**Excerpt provided**
(A.K.A. Why My Sons Are Banned From Sam’s Club Until Further Notice)
by austininva
It started, as these things usually do, with a nap time gone wrong.

Now, “nap time” is one of those sacred parental traditions—like pizza night or “forgetting” what time Chucky Cheeses closes. It’s a moment of peace. A desperate gasp of air while drowning in toy shrapnel and snack wrappers. But peace, as history has taught us, is fragile.
So there I was, basking in the blissful silence of midday, convinced for a brief moment that I had won. Slayden and Logan were tied down in bed. Kara was in her room doing “quiet time,” which in Kara’s world means rearranging her dolls and horses by political affiliation.
Then… silence. But not peaceful silence. It was the eerie, ominous calm. The kind of silence that makes your dad-senses tingle. That “there’s either sleep or a felony in progress” kind of quiet.
I crept down the hallway, cracked open Kara’s door—and stopped cold.
There, in the epicenter of chaos, stood Slayden and Logan, knee-deep in what could only be described as the aftermath of a Charmin blizzard. The floor was covered in tissue. Toilet paper was draped across furniture like party streamers at a birthday party thrown by raccoons. A pillow had been mummified. Kara’s dollhouse was now fully insulated. It looked like someone had tried to host a winter wonderland festival using every single roll from the 48-count mega-pack of toilet paper I had just bought. The last one in stock. At any Sam’s Club within a 2-hour radius! During COVID!

**Study questions**
A. List the names of the three people the nap-time story says were in bed or in their rooms.
B. Translate this sentence from the nap-time story into Spanish: "I crept down the hallway, cracked open Kara's door—and stopped cold."
C. Carry on the nap-time story about the toilet paper mess from the point where it stops.

**Supplied information**
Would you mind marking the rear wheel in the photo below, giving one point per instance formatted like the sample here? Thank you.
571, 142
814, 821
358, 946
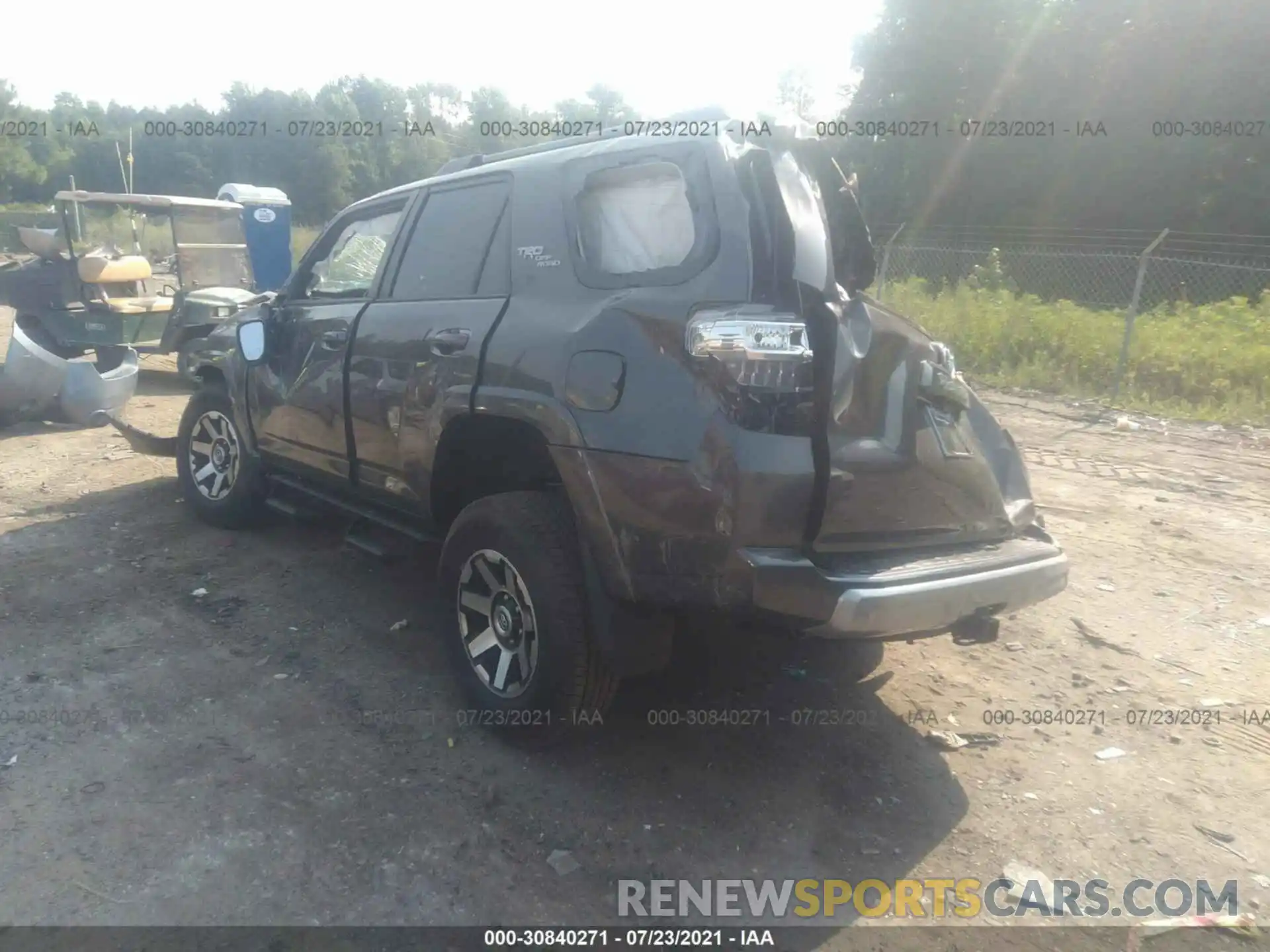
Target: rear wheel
523, 648
220, 480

**Answers to the exercises**
A. Slayden, Logan, Kara

B. Avancé sigilosamente por el pasillo, entreabrí la puerta de Kara y me detuve en seco.

C.
This was wartime toilet paper. Black market levels of valuable. The golden fleece of the pandemic era. And it had just been sacrificed on the altar of “Nap time is boring.”
When I asked why, Logan blinked at me like I was the one with problems and said with all the sincerity in the world:
“Well… we were bored. And toilet paper is really fun.”
Slayden added, “We were making snow world. For Chickee.” (One of Kara’s stuffed animals.)
I stared at them. They stared at me. The snow world stared back.
Now, let’s talk about the cleanup.
Do you know how hard it is to vacuum up toilet paper snow? You can’t. It just clogs the vacuum like a backed-up toilet on Thanksgiving, when you had to rely on Chinese take-out. Sweeping? Nope. The static cling alone made me look like I was fighting off haunted dryer sheets. For every piece I gathered, three more floated away like guilt from a toddler’s conscience.
Kara stood on the dresser like some kind of paper policewoman and proclaimed, “This is why girls don’t nap with boys.” She wasn’t wrong, just about 30 minutes late with her verdict.
Jo came in, surveyed the damage, and walked right back out again with the whispered prayer, “Not today, dear Jesus, not today.”
I eventually filled three trash bags with soggy, crumpled tissues, mourning the $22.99 plus tax lost that day. As I wondered what would take its place on the roll, the idea of Poison Ivy for the boys floated into my mind. I set the thought aside—it needed time to develop, perhaps to resurface at Logan’s wedding.
So yes, the boys are fine. The house is mostly intact. But the next time you think nap time is quiet and peaceful? Go check. Or better yet, hide the toilet paper.
Moral of the Story:
If it’s too quiet, someone is either asleep… or redecorating a room with your emergency supplies.